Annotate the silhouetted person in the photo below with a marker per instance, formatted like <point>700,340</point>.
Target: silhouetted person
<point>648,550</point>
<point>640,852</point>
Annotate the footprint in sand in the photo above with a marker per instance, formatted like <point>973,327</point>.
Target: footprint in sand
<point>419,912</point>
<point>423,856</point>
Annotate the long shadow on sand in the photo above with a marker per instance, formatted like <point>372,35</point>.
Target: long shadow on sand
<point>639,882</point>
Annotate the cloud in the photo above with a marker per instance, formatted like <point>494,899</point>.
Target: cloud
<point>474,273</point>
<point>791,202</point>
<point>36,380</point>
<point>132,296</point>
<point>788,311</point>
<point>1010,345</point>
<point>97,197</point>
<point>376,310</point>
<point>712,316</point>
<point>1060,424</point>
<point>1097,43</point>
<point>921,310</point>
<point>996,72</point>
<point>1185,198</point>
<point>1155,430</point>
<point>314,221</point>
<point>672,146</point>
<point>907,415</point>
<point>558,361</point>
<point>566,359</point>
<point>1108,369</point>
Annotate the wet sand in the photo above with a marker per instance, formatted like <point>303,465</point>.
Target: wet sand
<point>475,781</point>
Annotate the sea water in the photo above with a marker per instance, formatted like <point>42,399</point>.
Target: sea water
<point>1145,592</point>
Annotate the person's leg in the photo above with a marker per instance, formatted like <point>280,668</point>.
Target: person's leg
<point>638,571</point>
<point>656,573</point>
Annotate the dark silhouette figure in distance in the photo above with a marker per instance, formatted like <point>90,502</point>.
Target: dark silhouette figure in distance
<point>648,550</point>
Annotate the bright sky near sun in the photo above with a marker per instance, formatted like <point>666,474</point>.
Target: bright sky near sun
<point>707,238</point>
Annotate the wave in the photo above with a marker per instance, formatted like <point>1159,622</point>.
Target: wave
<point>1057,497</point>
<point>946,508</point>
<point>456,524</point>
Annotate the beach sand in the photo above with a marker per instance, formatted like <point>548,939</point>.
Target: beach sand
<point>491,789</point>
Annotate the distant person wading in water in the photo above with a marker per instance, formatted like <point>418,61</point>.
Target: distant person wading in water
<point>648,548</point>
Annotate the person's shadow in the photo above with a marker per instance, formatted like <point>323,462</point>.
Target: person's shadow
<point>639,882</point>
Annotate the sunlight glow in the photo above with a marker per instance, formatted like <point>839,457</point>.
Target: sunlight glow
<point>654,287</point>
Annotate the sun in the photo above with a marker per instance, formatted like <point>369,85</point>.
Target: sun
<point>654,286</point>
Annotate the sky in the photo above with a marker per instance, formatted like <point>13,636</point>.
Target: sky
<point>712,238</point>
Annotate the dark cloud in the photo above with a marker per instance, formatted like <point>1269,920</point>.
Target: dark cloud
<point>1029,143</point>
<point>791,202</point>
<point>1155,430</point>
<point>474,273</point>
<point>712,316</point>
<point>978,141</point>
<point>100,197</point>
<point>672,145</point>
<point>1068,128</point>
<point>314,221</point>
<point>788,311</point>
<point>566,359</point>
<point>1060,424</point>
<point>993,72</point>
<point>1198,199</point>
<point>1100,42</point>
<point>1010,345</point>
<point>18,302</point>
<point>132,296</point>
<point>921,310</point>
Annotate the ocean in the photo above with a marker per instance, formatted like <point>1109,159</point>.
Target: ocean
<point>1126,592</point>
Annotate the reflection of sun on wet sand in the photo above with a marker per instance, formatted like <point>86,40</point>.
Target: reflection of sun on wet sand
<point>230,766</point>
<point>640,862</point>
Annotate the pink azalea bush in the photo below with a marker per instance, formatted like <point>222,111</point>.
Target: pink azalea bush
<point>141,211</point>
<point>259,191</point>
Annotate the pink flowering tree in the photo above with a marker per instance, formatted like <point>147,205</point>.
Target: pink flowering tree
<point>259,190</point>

----

Repeat the lines running from the one containing "Annotate the wet" down to the one containing "<point>456,524</point>", with "Target" changed to "Label" wherever it occurs and everything else left as is.

→ **EXERCISE ANSWER**
Annotate the wet sand in the photo above with a marker per instance, formatted like <point>303,465</point>.
Label: wet sand
<point>475,781</point>
Annotate the sea water in the photo above with a marker per instance, formatted like <point>42,399</point>.
Label: sea water
<point>1145,592</point>
Annotate the person's leg in the photo above with a marker per instance, formatted like <point>280,668</point>.
Label: person's leg
<point>638,571</point>
<point>656,573</point>
Annotate the dark silhouette figure in distance in the photo above with a marker per instance, formatted like <point>90,502</point>.
Label: dark silhouette figure in distance
<point>648,550</point>
Annotate the bright sky near sun in the photo above with a marker per instance, formatted like <point>666,474</point>.
Label: bright sky near sun
<point>707,238</point>
Annotate the wave in the photo above with a marker per instance, formatted like <point>1159,622</point>.
Label: wave
<point>1057,497</point>
<point>946,508</point>
<point>456,524</point>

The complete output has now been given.